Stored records
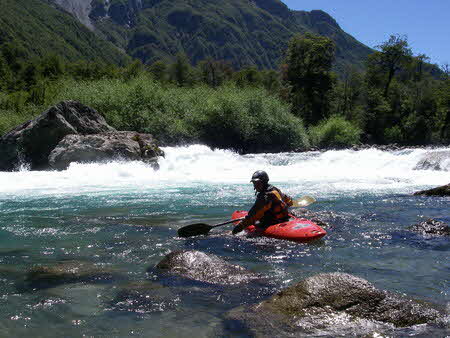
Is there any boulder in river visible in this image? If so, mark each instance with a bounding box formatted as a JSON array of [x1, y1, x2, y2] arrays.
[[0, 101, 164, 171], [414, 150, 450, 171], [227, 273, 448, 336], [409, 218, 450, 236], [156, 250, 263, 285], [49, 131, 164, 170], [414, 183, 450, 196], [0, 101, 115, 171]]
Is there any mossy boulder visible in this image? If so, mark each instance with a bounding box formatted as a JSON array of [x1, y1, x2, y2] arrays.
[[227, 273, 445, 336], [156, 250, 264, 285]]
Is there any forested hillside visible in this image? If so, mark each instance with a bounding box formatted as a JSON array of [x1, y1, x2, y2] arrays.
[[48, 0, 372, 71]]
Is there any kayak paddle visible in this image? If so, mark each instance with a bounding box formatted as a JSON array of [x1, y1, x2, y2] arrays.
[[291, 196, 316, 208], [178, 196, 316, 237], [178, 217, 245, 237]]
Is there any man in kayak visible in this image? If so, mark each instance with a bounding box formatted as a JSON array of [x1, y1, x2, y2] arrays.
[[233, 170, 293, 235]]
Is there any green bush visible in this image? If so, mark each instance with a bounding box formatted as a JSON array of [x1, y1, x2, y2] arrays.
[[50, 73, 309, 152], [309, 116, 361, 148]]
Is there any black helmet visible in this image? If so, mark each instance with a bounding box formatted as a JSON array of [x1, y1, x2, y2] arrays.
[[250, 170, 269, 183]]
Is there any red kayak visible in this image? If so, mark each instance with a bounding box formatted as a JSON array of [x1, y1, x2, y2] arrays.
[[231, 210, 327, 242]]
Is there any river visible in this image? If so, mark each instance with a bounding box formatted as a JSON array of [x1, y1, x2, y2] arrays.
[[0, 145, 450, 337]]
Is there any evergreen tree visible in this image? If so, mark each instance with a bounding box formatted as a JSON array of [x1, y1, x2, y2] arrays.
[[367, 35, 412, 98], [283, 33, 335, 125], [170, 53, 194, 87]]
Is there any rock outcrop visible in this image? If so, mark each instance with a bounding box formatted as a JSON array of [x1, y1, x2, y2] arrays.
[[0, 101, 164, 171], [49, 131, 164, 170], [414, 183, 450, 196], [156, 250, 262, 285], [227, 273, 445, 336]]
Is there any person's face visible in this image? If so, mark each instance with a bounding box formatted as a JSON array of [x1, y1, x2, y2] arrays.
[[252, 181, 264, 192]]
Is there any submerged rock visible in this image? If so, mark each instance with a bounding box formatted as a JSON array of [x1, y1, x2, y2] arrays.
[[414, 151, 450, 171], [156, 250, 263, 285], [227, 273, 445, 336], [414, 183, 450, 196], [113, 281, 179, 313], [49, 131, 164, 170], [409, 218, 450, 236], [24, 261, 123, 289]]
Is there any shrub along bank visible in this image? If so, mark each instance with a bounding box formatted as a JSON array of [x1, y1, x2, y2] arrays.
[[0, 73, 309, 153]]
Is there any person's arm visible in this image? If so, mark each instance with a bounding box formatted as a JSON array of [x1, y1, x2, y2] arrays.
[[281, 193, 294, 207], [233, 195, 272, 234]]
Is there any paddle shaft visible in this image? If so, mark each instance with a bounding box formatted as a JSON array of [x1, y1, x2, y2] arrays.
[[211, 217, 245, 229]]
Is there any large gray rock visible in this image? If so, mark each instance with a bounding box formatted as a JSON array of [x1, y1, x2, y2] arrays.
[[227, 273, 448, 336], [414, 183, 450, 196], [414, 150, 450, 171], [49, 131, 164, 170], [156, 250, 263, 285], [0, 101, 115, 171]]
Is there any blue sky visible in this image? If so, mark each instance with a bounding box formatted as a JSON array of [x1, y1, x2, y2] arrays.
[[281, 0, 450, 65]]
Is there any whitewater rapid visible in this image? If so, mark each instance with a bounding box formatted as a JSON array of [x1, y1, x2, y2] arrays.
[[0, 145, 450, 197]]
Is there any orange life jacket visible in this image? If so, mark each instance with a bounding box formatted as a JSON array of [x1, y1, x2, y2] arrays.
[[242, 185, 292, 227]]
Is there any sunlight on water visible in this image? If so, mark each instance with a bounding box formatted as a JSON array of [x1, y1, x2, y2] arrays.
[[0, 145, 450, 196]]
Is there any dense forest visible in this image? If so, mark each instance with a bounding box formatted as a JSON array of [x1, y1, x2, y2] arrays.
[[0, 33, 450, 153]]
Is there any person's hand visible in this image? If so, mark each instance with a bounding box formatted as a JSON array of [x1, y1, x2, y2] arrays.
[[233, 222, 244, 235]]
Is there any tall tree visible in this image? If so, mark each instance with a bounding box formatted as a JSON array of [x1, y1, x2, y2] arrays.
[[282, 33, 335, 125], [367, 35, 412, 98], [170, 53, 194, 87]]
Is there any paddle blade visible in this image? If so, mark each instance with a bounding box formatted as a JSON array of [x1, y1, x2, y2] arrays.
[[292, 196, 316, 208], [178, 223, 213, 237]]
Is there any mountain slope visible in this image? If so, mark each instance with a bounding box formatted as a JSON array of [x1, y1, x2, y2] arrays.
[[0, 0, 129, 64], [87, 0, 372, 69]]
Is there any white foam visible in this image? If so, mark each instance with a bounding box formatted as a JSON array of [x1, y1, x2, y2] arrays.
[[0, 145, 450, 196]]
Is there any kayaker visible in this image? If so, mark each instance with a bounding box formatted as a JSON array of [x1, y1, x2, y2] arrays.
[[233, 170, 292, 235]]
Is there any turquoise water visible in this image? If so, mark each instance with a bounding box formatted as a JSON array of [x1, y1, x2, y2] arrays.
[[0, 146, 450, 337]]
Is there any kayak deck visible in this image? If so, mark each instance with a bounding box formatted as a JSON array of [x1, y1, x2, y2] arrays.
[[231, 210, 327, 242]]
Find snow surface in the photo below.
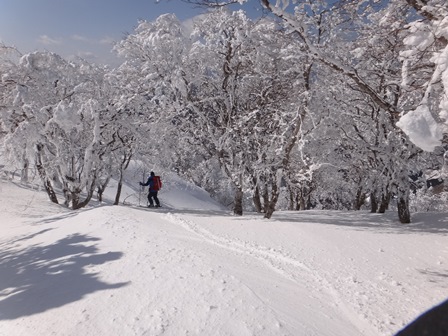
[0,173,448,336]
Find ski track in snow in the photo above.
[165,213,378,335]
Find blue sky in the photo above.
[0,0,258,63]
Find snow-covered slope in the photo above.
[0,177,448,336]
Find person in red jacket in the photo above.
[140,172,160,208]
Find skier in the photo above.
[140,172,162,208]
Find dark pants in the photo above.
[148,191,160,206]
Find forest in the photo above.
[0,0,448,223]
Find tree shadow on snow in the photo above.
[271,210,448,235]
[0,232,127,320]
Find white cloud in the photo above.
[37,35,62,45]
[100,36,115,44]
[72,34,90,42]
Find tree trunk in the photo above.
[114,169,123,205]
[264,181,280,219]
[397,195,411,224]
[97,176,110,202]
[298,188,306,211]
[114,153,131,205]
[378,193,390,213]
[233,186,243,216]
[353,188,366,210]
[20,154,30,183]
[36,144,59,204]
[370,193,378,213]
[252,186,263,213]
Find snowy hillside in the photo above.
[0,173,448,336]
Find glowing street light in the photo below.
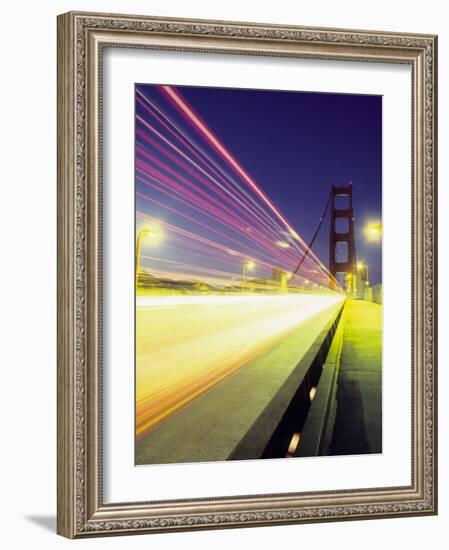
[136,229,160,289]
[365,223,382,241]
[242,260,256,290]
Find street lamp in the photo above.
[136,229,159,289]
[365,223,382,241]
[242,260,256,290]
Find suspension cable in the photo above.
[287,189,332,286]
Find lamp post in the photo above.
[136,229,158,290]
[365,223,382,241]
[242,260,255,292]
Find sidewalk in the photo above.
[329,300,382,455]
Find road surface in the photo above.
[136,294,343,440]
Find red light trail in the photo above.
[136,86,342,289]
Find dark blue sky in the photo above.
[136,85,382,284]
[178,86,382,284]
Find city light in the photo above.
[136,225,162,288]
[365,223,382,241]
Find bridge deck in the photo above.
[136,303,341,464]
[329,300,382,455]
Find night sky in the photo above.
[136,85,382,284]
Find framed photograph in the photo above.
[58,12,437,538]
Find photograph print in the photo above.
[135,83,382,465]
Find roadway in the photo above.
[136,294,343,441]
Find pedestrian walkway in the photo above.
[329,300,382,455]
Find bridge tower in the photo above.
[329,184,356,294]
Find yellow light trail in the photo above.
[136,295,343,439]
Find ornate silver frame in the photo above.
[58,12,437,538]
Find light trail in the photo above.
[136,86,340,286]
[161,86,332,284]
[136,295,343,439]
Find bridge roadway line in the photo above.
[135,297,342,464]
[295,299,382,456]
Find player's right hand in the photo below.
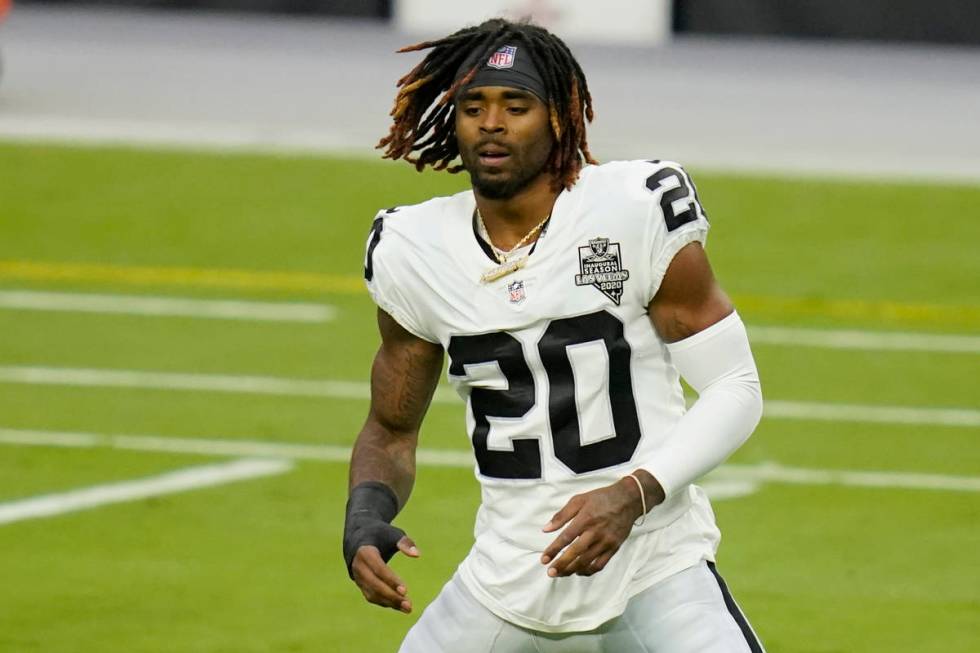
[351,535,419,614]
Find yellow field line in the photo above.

**INSTRUCTION:**
Rewrite the listing from the line containing "Find dark blue sky in the photo above." through the end, replacing "light trail" with "light streak" and keeping everything else unchanged. Leave the pictures out of your answer.

**COMPLETED TASK:**
Find dark blue sky in the photo above.
[136,85,382,284]
[178,86,382,284]
Find city light in the photo above.
[136,225,162,288]
[365,223,382,241]
Find bridge deck in the photo above.
[136,303,341,464]
[329,300,382,455]
Find night sky in the photo above.
[136,85,382,284]
Find framed photograph in the photo above.
[58,12,437,538]
Find photograph print in the photo above.
[135,83,382,465]
Find roadway in the photo above.
[136,294,343,441]
Find pedestrian walkway in the photo above.
[329,300,382,455]
Find bridge tower in the photo above.
[329,184,356,294]
Find yellow light streak in the photo above.
[136,295,343,439]
Find ornate silver frame in the photo above.
[58,12,437,538]
Find light streak in the photo above.
[136,86,340,286]
[161,86,332,284]
[136,295,343,439]
Find bridge roadway line in the photo above.
[135,297,342,464]
[295,299,382,456]
Find player's right hand in the photo below.
[351,535,419,614]
Find yellow field line in the photo above.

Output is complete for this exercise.